Tuesday, November 01, 2011

What do our relationships with each other say about our relationship with God?

Every relationship finds its focus in God. And not just marriages or other romantic relationships but every relationship that exists.

In geometry a focus point is the point in which a curve is defined. Each point of the curve is a set distance from the focus point. It is not always the same distance but there is a relationship in the distance that can be measured by a mathematical equation. And while I am not saying that relationships can be reduced to some sort of mathematical equation, it is this sense of the word focus that I am using. In the same way God is the focus point that defines our relationships with each other.

Let me demonstrate what I mean with a couple of images:

Let's pretend that I can actually draw a triangle.

In this image we see that God is (ignoring my poor drawing skills) the top of a triangle that is drawn using two other people. Think of the points as the people and the line between them as the relationship. The line is the representation of the relationship and not the definition of it. This means that the line is the result of the placement of the points of the people. So when one person grows closer to God the point moves and the lines change.

In the scenario where one person has a closer relationship with God the resulting triangle would look like this:

Notice the length of the line between Person A and Person B. The distance between them grew noticeably longer. (Or it should have if I had any drawing skills.) This greater distance can be very obvious in some instances but not so obvious in others. We also do not usually see dramatic quick changes in relationships like we do between the first and second drawings. It usually happens over a long period of time.

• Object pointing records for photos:
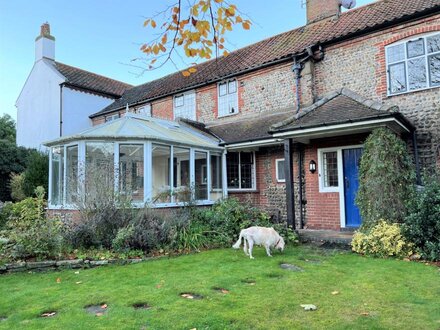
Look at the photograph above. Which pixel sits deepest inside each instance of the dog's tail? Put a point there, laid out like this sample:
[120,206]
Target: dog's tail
[238,243]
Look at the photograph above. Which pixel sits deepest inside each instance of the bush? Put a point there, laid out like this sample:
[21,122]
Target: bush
[383,240]
[29,232]
[422,225]
[386,179]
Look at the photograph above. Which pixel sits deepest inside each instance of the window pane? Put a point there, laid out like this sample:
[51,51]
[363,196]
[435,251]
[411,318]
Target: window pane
[72,175]
[246,167]
[417,73]
[396,53]
[201,176]
[222,89]
[433,43]
[330,169]
[100,169]
[57,165]
[416,47]
[434,69]
[131,171]
[232,167]
[216,177]
[232,87]
[397,78]
[161,174]
[280,170]
[182,189]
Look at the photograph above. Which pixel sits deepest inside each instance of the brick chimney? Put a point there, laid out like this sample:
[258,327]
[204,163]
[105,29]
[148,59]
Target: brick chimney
[321,9]
[45,44]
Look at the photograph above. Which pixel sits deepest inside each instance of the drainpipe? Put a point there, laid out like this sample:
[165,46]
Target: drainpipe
[61,110]
[416,158]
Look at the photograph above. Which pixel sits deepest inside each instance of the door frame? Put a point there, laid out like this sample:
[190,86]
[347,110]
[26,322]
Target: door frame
[341,186]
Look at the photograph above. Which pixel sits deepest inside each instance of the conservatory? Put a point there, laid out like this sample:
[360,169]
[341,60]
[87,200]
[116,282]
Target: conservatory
[149,160]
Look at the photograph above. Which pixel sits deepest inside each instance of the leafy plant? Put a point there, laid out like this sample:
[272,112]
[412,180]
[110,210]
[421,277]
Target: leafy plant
[383,240]
[422,225]
[386,179]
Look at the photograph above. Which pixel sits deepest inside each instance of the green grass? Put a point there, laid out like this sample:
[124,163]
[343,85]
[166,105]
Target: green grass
[395,294]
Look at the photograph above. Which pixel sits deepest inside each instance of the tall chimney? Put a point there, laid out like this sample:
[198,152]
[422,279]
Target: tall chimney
[45,44]
[321,9]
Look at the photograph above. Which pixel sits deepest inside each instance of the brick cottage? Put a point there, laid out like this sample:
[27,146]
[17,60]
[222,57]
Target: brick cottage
[280,124]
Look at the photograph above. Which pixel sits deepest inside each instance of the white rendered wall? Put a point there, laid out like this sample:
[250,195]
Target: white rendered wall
[77,107]
[38,106]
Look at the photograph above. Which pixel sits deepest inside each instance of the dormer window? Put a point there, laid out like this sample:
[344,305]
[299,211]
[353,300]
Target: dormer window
[227,98]
[185,105]
[413,64]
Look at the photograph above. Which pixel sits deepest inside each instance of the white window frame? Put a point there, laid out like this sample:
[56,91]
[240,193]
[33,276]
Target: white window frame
[253,176]
[405,61]
[185,96]
[228,96]
[277,167]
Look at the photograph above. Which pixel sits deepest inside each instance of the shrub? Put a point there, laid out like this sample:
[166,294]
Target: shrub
[383,240]
[422,225]
[29,232]
[386,178]
[16,183]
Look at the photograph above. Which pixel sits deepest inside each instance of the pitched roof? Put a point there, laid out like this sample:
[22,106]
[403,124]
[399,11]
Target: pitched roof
[281,47]
[91,81]
[340,107]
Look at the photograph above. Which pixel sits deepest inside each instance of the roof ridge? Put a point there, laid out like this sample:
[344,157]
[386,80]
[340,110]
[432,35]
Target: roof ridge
[96,74]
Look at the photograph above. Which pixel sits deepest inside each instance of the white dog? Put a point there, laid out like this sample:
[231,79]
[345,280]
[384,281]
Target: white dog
[267,237]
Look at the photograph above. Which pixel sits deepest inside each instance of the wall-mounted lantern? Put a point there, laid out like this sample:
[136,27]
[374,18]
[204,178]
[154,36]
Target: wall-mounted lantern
[312,166]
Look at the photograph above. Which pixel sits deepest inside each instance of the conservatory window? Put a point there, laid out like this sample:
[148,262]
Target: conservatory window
[72,174]
[241,170]
[57,168]
[216,176]
[161,174]
[131,171]
[201,175]
[181,177]
[413,64]
[100,168]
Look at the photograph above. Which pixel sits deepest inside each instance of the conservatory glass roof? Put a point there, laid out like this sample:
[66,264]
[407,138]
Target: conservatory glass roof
[139,127]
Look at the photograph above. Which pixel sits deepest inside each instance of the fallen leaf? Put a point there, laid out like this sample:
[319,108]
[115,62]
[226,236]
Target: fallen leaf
[309,307]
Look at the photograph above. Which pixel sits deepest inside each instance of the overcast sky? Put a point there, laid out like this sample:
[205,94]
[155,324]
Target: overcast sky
[104,36]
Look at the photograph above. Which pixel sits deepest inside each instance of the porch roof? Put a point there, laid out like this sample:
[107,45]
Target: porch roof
[340,113]
[138,127]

• What is asked:
a: Render this sentence from the post on relationships and God into Spanish: "Every relationship finds its focus in God."
b: Extract each line of the entries that contains the string "drainpipe", treating the match as case-sensitive.
The post on relationships and God and the entries are independent of each other.

• Answers to the exercise:
a: Toda relación encuentra su foco en Dios.

b:
Look at the photograph above. Which pixel sits deepest inside each instance of the drainpipe? Put a point there, laid out like this sample:
Target: drainpipe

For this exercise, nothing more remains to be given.